OBJECTIVES =
• a. From the Topsail fishing post, reproduce everything from "Great weekend at" down to "get some lunch.".
• b. In the Topsail fishing post, why did the writer put the red back into the ocean? Answer in one to three sentences.
• c. According to the Topsail fishing post, what bait did the writer use on the beach Sunday morning?

==== PASSAGE PROVIDED ====

# Reds and Sharks -- Topsail 1/20/13



## MikeHarp (Jan 12, 2012)

Great weekend at Topsail. Packed the car up Saturday, and drove to Destin from Jackson, MS. Spent the weekend at Topsail Hill State Preserve. If you have never been there, consider it for your next camping trip. The preserve's protected dunes and dune lakes are home to dozens of endangered species. On top of it, it is the cleanest campground I have ever visited, and the staff are very friendly, and offer a tram service to the beach.

Got to the beach a bit late sunday morning, about 20 minutes after sunrise. Got some fresh shrimp out on carolina rigs, and immediately caught a nice red. Estimated him to be about 25 inches, but I left the measuring tape in the car, so back he went into the ocean. Enjoyed the beach til about 10am, then headed back to the campsite to reload for the afternoon and get some lunch.

==== RECORDS ====

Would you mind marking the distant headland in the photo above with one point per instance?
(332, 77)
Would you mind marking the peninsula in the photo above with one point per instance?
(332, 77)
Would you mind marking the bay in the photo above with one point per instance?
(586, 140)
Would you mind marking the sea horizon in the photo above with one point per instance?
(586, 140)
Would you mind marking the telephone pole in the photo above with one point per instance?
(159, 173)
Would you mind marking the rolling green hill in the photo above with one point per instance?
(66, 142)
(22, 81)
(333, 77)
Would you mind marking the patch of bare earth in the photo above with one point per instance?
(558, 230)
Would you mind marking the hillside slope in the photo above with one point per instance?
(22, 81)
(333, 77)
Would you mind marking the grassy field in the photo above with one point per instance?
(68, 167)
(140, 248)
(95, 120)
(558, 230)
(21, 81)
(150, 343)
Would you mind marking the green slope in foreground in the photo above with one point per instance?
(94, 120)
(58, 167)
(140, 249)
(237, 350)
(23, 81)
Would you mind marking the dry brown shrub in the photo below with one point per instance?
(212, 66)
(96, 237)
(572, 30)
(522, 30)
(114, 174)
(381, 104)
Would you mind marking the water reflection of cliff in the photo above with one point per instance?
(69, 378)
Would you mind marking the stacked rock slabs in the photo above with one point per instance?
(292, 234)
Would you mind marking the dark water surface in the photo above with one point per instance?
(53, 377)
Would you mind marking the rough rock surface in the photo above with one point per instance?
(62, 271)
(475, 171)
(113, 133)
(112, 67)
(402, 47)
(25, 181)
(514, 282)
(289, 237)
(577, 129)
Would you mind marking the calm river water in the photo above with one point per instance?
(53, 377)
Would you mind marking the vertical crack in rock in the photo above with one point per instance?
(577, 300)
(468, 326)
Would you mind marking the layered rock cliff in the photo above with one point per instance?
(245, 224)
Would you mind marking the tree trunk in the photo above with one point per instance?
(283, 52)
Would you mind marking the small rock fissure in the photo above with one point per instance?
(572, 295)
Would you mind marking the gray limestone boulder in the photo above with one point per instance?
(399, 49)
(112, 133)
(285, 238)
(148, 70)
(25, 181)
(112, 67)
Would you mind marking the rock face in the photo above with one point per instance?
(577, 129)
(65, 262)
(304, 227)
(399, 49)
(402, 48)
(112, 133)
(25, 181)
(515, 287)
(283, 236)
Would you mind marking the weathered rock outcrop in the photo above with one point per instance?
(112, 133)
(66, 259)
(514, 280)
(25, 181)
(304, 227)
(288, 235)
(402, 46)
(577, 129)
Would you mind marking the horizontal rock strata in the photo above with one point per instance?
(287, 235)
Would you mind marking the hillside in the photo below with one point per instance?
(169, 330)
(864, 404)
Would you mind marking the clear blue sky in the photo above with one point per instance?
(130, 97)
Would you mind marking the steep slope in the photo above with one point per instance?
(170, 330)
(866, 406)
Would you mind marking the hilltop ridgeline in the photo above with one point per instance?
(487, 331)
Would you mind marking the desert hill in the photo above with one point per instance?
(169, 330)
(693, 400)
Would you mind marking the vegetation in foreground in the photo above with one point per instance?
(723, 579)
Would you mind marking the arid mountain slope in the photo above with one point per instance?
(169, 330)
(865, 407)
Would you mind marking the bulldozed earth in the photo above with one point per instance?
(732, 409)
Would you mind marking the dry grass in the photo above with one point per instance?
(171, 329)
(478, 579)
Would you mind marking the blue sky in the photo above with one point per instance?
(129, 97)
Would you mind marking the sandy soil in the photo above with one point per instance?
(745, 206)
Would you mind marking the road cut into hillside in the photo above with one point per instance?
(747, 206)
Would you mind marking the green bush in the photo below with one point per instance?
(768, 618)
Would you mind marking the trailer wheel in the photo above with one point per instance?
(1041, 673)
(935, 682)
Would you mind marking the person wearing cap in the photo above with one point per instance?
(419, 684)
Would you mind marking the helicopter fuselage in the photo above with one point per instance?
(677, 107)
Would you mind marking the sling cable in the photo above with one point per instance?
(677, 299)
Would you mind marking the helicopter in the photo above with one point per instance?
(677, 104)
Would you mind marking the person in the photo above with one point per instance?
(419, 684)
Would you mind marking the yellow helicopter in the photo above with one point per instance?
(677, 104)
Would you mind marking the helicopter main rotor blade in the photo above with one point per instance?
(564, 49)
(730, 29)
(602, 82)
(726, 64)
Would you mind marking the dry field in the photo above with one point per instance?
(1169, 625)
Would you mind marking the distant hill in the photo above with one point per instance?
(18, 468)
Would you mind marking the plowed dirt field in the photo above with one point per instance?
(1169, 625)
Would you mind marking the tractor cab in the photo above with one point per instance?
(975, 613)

====

RESULTS FOR THE EXERCISE =
• a.
Great weekend at Topsail. Packed the car up Saturday, and drove to Destin from Jackson, MS. Spent the weekend at Topsail Hill State Preserve. If you have never been there, consider it for your next camping trip. The preserve's protected dunes and dune lakes are home to dozens of endangered species. On top of it, it is the cleanest campground I have ever visited, and the staff are very friendly, and offer a tram service to the beach.

Got to the beach a bit late sunday morning, about 20 minutes after sunrise. Got some fresh shrimp out on carolina rigs, and immediately caught a nice red. Estimated him to be about 25 inches, but I left the measuring tape in the car, so back he went into the ocean. Enjoyed the beach til about 10am, then headed back to the campsite to reload for the afternoon and get some lunch.

• b. The writer estimated the red at about 25 inches but had left the measuring tape in the car. Without a way to measure it, the writer released it back into the ocean.

• c. Fresh shrimp on carolina rigs.